**Task**
Please pull out every line in the rows below that contains the word "Return", matching case exactly.

..........

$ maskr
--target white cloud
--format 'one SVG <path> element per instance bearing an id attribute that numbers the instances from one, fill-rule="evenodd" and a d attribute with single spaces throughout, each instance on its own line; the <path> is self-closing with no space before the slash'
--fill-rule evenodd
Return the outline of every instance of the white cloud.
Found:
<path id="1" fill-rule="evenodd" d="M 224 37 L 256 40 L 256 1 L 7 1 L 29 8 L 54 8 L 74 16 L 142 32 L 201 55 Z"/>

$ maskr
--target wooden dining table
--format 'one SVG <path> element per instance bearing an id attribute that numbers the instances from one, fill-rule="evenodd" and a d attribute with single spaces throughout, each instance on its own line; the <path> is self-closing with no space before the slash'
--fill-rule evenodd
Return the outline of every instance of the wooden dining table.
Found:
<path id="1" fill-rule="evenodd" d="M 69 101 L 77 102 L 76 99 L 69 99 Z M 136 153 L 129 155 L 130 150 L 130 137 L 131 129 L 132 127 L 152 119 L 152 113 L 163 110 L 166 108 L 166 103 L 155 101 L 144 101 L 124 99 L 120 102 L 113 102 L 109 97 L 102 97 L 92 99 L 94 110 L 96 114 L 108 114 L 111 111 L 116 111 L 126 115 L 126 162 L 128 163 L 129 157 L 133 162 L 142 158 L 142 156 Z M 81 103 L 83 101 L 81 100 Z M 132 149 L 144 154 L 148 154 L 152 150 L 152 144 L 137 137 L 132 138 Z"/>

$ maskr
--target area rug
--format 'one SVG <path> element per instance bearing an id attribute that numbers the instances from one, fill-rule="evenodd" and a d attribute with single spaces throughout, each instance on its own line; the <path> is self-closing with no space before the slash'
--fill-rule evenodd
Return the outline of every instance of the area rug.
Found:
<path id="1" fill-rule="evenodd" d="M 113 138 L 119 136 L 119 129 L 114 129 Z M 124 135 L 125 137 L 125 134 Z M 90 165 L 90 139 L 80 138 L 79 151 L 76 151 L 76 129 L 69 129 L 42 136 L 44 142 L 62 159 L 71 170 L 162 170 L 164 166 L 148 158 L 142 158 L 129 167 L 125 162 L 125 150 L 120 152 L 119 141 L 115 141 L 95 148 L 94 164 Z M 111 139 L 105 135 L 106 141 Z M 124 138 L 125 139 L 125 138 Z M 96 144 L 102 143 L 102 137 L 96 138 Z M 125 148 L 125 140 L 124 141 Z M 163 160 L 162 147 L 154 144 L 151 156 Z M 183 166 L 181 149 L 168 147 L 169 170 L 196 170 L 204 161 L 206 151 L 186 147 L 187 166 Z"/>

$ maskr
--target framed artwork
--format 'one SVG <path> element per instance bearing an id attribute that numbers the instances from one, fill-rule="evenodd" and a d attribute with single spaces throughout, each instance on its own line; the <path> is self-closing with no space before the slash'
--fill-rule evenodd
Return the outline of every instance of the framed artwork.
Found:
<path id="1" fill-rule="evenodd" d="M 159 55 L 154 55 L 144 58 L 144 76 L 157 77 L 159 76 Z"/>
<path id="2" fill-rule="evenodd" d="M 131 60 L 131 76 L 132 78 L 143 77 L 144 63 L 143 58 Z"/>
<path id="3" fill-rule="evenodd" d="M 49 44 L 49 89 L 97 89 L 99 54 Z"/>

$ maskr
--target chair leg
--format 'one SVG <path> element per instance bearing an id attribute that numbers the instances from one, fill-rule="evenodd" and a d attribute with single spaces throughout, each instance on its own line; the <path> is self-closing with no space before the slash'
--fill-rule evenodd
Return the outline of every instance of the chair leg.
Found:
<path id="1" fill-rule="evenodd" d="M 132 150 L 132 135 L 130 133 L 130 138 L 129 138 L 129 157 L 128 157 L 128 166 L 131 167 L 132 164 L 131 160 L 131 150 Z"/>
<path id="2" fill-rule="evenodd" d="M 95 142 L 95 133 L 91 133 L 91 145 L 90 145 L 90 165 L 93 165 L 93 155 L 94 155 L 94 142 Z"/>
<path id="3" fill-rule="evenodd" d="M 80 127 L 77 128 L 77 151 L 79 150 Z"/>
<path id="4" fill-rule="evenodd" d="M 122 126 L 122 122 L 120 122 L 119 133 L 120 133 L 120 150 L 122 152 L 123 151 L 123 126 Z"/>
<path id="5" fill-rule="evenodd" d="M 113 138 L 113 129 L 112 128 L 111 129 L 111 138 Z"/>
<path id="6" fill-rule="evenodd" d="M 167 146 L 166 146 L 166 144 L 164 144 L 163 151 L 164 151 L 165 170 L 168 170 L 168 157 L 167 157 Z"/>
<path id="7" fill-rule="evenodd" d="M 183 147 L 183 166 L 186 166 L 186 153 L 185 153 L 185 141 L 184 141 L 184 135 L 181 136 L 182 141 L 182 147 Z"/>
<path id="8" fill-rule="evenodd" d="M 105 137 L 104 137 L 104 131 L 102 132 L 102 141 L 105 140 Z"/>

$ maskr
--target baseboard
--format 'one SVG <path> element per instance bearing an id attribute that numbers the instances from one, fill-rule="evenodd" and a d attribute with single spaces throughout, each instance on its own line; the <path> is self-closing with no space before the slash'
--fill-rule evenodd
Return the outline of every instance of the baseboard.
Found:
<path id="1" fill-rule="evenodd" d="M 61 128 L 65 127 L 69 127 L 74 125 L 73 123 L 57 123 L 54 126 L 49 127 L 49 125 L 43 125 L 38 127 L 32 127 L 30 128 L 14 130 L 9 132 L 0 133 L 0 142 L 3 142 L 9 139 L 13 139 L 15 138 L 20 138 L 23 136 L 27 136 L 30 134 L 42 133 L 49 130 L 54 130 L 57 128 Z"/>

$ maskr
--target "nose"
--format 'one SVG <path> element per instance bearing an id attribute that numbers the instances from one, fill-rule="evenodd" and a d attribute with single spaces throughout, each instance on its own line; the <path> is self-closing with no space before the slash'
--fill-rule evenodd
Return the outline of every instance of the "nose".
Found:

..........

**Exercise result**
Return the outline of every instance of the white cloud.
Return the outline of every instance of the wooden dining table.
Return the outline of every instance of the area rug.
Return the outline of every instance of the framed artwork.
Return the outline of every instance of the chair leg.
Return the outline of every instance of the baseboard.
Return the outline of every instance of the "nose".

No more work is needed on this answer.